(A block of data)
----

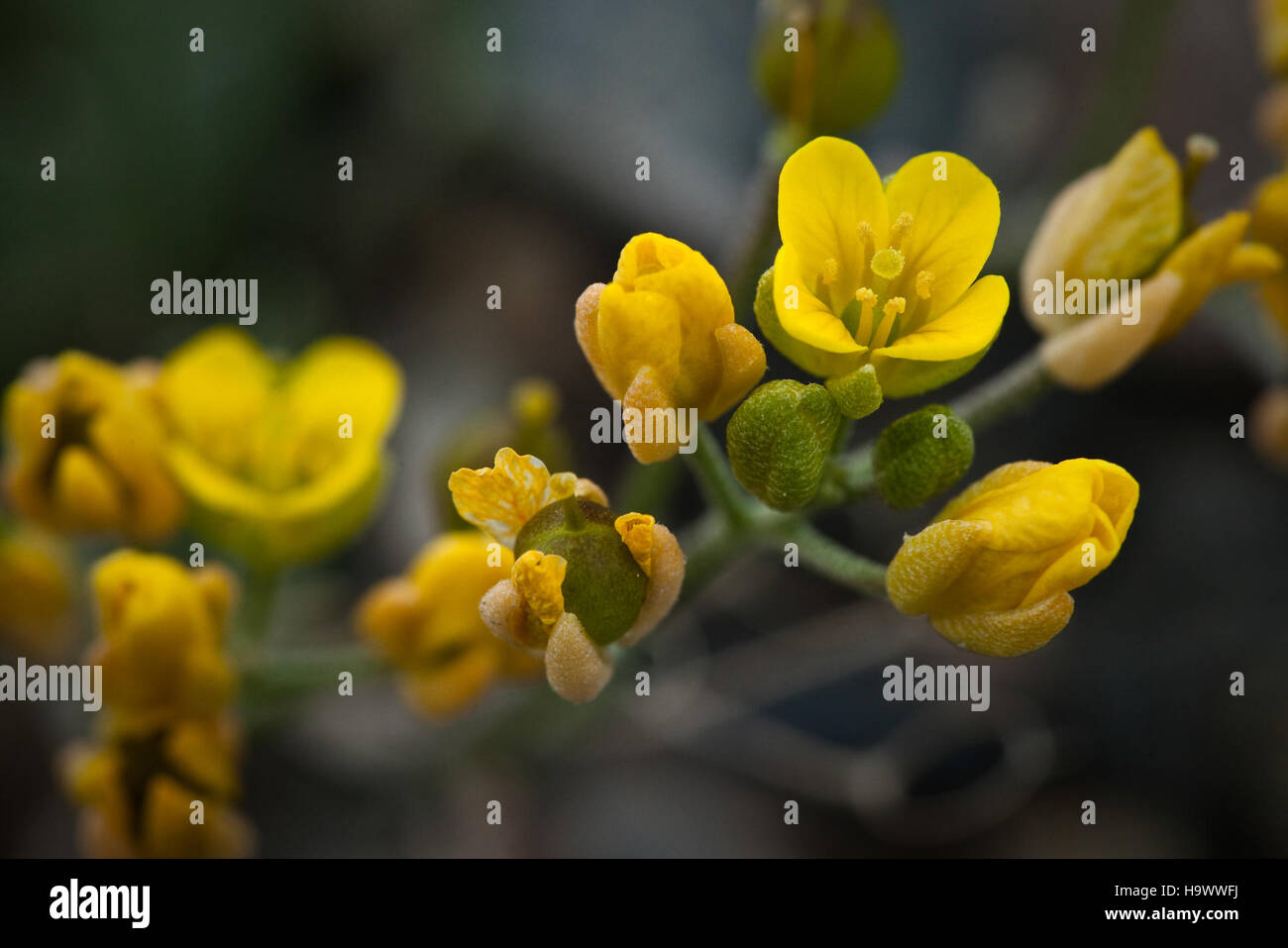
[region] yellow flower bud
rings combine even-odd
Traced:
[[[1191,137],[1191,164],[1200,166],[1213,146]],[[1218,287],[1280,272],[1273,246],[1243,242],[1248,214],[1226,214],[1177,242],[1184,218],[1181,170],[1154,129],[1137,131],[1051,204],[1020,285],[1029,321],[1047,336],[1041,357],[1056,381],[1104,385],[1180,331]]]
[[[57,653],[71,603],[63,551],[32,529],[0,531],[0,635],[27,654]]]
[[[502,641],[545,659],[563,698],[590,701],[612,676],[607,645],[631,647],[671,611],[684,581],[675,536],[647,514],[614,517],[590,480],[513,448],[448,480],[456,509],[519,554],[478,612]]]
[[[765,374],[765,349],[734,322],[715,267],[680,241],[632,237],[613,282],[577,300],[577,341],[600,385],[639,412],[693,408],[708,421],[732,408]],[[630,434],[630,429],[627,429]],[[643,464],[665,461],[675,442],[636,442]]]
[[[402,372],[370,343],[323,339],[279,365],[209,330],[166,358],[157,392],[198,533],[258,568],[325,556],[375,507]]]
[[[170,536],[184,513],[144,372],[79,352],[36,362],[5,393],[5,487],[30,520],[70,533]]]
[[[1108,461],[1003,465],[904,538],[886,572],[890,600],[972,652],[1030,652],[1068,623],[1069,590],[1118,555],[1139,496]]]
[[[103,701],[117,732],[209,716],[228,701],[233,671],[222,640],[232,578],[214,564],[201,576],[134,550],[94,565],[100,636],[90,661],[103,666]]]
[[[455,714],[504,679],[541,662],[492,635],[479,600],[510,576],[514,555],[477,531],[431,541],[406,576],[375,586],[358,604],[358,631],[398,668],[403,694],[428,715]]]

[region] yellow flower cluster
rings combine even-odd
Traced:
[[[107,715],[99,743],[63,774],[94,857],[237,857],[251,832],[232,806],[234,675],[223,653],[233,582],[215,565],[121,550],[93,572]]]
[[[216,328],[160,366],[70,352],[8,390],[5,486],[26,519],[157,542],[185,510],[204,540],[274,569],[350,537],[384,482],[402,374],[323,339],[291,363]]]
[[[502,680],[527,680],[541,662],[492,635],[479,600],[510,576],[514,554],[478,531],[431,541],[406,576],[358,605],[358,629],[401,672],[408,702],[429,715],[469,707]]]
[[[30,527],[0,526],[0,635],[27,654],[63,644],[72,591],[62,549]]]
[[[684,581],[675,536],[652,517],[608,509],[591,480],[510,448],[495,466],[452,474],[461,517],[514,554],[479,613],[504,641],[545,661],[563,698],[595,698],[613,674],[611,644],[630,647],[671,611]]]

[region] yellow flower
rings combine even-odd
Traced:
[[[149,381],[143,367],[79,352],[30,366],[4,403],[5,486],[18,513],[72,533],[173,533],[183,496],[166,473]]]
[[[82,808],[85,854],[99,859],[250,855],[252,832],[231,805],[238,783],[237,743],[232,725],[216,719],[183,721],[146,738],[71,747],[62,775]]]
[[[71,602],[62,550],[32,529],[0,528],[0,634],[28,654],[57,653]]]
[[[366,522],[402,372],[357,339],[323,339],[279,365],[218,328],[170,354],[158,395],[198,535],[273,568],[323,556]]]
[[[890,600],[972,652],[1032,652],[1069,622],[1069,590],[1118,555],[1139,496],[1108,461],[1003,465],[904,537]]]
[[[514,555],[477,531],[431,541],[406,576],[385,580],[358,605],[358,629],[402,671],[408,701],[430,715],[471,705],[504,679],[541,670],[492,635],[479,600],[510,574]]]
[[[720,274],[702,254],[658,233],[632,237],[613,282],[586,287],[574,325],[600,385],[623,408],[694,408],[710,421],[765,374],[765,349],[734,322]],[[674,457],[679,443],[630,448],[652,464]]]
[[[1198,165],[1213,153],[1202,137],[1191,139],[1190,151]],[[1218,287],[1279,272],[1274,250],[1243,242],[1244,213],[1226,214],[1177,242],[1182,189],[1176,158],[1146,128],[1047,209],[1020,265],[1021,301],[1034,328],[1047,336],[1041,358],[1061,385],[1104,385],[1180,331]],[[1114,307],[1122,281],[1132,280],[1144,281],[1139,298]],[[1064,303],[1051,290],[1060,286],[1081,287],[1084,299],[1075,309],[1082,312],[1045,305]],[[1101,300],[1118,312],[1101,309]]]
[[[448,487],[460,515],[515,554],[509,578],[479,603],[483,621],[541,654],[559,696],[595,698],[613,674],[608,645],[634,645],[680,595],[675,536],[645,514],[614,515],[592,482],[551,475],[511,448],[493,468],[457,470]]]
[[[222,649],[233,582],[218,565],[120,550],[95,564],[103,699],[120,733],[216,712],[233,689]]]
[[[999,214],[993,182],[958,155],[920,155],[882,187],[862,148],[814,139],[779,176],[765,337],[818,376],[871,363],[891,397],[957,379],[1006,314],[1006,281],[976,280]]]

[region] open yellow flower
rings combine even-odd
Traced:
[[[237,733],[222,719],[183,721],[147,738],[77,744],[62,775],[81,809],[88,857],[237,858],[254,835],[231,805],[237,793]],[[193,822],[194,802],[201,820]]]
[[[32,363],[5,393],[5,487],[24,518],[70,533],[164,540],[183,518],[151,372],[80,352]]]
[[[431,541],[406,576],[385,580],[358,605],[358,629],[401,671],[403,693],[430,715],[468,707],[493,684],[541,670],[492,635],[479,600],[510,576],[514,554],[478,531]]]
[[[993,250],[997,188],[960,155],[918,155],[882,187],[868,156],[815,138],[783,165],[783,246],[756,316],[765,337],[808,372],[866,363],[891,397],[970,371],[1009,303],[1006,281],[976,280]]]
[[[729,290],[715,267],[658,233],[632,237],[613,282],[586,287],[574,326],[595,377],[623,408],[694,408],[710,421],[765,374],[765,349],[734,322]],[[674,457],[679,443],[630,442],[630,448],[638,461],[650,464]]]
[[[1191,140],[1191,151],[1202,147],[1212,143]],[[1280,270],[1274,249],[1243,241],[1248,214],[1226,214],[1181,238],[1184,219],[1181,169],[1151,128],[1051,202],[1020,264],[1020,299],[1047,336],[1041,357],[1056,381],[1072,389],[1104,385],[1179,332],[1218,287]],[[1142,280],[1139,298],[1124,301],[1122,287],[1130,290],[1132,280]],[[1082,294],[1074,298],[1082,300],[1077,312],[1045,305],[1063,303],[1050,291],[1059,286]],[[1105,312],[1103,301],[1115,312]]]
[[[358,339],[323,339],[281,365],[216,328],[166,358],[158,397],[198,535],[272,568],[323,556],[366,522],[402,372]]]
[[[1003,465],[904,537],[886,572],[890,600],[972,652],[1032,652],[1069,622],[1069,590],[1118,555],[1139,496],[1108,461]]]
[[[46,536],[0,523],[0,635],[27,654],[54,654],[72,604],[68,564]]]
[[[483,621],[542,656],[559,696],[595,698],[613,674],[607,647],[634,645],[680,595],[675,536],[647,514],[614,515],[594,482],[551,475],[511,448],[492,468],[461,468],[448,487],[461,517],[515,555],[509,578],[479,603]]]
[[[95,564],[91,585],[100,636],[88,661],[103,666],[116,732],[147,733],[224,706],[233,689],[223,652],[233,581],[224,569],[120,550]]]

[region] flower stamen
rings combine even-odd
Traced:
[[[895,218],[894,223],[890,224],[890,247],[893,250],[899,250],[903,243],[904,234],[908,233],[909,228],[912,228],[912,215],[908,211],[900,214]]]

----

▸ REQUIREMENTS: Please rewrite the data above as a numbered list with one line per item, omitting the blank lines and the picture lines.

▸ RESULT BELOW:
1. [region] yellow flower bud
2. rings combine even-odd
3. Traced:
4. [[[1191,137],[1191,164],[1200,166],[1213,146]],[[1218,287],[1280,272],[1273,246],[1243,242],[1248,214],[1226,214],[1177,242],[1184,218],[1181,170],[1154,129],[1137,131],[1051,204],[1020,285],[1029,321],[1047,336],[1041,357],[1056,381],[1104,385],[1180,331]]]
5. [[[57,653],[71,603],[63,551],[32,529],[0,531],[0,635],[27,654]]]
6. [[[502,641],[545,659],[563,698],[590,701],[612,676],[607,645],[631,647],[671,611],[684,581],[675,536],[647,514],[614,517],[590,480],[513,448],[448,480],[456,509],[519,554],[478,612]]]
7. [[[765,374],[765,349],[734,322],[715,267],[680,241],[632,237],[613,282],[577,300],[577,341],[600,385],[639,412],[693,408],[708,421],[732,408]],[[630,434],[630,429],[627,429]],[[643,464],[665,461],[675,442],[636,442]]]
8. [[[402,372],[370,343],[323,339],[279,365],[209,330],[166,358],[157,392],[198,533],[258,568],[325,556],[375,507]]]
9. [[[170,536],[184,513],[144,372],[79,352],[36,362],[5,393],[5,487],[30,520],[70,533]]]
10. [[[1108,461],[1003,465],[904,538],[886,572],[890,600],[972,652],[1030,652],[1068,623],[1069,590],[1118,555],[1139,496]]]
11. [[[103,701],[117,732],[209,716],[228,701],[233,671],[222,640],[232,578],[214,564],[201,576],[134,550],[94,565],[100,636],[90,661],[103,666]]]
12. [[[455,714],[504,679],[541,662],[492,635],[479,600],[510,576],[514,555],[477,531],[431,541],[406,576],[375,586],[358,604],[358,631],[398,668],[403,694],[428,715]]]
13. [region] yellow flower cluster
14. rings combine even-odd
15. Traced:
16. [[[107,715],[99,743],[63,774],[94,857],[237,857],[251,832],[232,806],[234,675],[223,653],[233,582],[215,565],[121,550],[93,572]]]
17. [[[216,328],[160,366],[70,352],[8,390],[5,486],[26,519],[157,542],[185,510],[204,540],[274,569],[350,537],[384,482],[402,374],[323,339],[291,363]]]
18. [[[502,680],[527,680],[541,662],[492,635],[479,600],[510,576],[514,554],[478,531],[431,541],[406,576],[358,605],[358,629],[401,672],[408,702],[429,715],[469,707]]]
19. [[[30,527],[0,526],[0,635],[27,654],[63,644],[72,591],[62,549]]]
20. [[[684,581],[675,536],[652,517],[608,509],[591,480],[510,448],[495,466],[452,474],[461,517],[514,554],[479,613],[504,641],[545,661],[563,698],[595,698],[613,674],[611,644],[630,647],[671,611]]]
21. [region] yellow flower
22. rings combine even-odd
23. Traced:
24. [[[149,381],[143,367],[79,352],[30,366],[4,403],[5,486],[18,513],[72,533],[173,533],[183,496],[166,473]]]
25. [[[82,808],[85,854],[99,859],[250,855],[252,832],[231,805],[238,783],[237,743],[232,725],[216,719],[183,721],[146,738],[71,747],[62,775]]]
26. [[[71,602],[62,550],[32,529],[0,528],[0,634],[28,654],[57,653]]]
27. [[[366,522],[402,372],[357,339],[323,339],[279,365],[218,328],[170,354],[158,395],[198,535],[273,568],[323,556]]]
28. [[[890,600],[972,652],[1032,652],[1069,622],[1069,590],[1118,555],[1139,496],[1108,461],[1003,465],[904,537]]]
29. [[[514,555],[477,531],[431,541],[406,576],[385,580],[358,605],[358,629],[402,671],[408,701],[430,715],[471,705],[504,679],[541,670],[492,635],[479,600],[510,574]]]
30. [[[720,274],[702,254],[658,233],[632,237],[613,282],[586,287],[574,325],[600,385],[623,408],[694,408],[710,421],[765,374],[765,349],[734,322]],[[674,457],[679,443],[630,448],[652,464]]]
31. [[[1198,165],[1213,153],[1202,137],[1191,139],[1190,151]],[[1218,287],[1279,272],[1274,250],[1243,242],[1244,213],[1226,214],[1177,242],[1182,189],[1176,158],[1146,128],[1047,209],[1020,265],[1021,301],[1034,328],[1047,336],[1041,358],[1061,385],[1104,385],[1180,331]],[[1114,307],[1122,281],[1132,280],[1144,281],[1139,298]],[[1064,303],[1051,290],[1060,286],[1081,287],[1084,299],[1075,309],[1082,312],[1045,305]],[[1101,300],[1118,312],[1101,309]]]
32. [[[448,487],[460,515],[515,554],[509,578],[479,603],[483,621],[541,654],[559,696],[595,698],[613,674],[608,645],[634,645],[680,595],[675,536],[645,514],[614,515],[592,482],[551,475],[511,448],[493,468],[457,470]]]
33. [[[222,649],[233,582],[218,565],[120,550],[95,564],[103,699],[120,733],[216,712],[233,689]]]
34. [[[999,214],[993,182],[958,155],[920,155],[882,187],[862,148],[814,139],[779,176],[765,337],[818,376],[871,363],[891,397],[957,379],[1006,314],[1006,281],[976,280]]]
35. [region] open yellow flower
36. rings combine even-odd
37. Traced:
38. [[[237,733],[222,719],[183,721],[147,738],[77,744],[62,775],[81,809],[88,857],[237,858],[254,835],[231,805],[237,793]],[[193,822],[194,802],[201,820]]]
39. [[[32,363],[5,393],[5,487],[24,518],[70,533],[164,540],[183,518],[151,372],[80,352]]]
40. [[[431,541],[406,576],[385,580],[358,605],[358,629],[401,671],[403,693],[430,715],[468,707],[493,684],[541,670],[492,635],[479,600],[510,576],[514,554],[478,531]]]
41. [[[993,250],[997,188],[960,155],[918,155],[882,187],[868,156],[815,138],[783,165],[783,246],[756,316],[765,337],[808,372],[866,363],[891,397],[970,371],[1009,303],[1006,281],[976,280]]]
42. [[[729,290],[715,267],[658,233],[632,237],[613,282],[586,287],[574,326],[595,377],[623,408],[694,408],[710,421],[765,374],[765,349],[734,322]],[[674,457],[679,443],[630,442],[630,448],[638,461],[650,464]]]
43. [[[1191,140],[1191,151],[1202,147],[1212,143]],[[1280,270],[1274,249],[1243,241],[1248,214],[1226,214],[1181,238],[1184,219],[1181,169],[1151,128],[1051,202],[1020,264],[1020,299],[1047,336],[1041,357],[1056,381],[1072,389],[1104,385],[1179,332],[1218,287]],[[1142,280],[1139,298],[1124,301],[1122,287],[1130,290],[1132,280]],[[1082,294],[1074,298],[1082,300],[1077,312],[1045,305],[1063,303],[1050,291],[1059,286]],[[1105,312],[1103,301],[1115,312]]]
44. [[[358,339],[323,339],[281,365],[216,328],[166,358],[158,397],[198,535],[272,568],[323,556],[366,522],[402,372]]]
45. [[[1003,465],[904,537],[886,572],[890,600],[972,652],[1032,652],[1069,622],[1069,590],[1118,555],[1139,496],[1108,461]]]
46. [[[46,536],[0,523],[0,635],[27,654],[54,654],[72,604],[68,564]]]
47. [[[483,621],[542,656],[559,696],[595,698],[613,674],[607,647],[634,645],[680,595],[675,536],[647,514],[614,515],[594,482],[551,475],[511,448],[492,468],[461,468],[448,487],[461,517],[515,555],[509,578],[479,603]]]
48. [[[95,564],[91,585],[100,636],[88,661],[103,666],[116,732],[147,733],[224,706],[233,689],[223,652],[233,581],[224,569],[120,550]]]
49. [region] flower stamen
50. rings combine even-odd
51. Traced:
52. [[[895,218],[894,223],[890,224],[890,247],[893,250],[899,250],[903,243],[904,234],[908,233],[909,228],[912,228],[912,215],[908,211],[900,214]]]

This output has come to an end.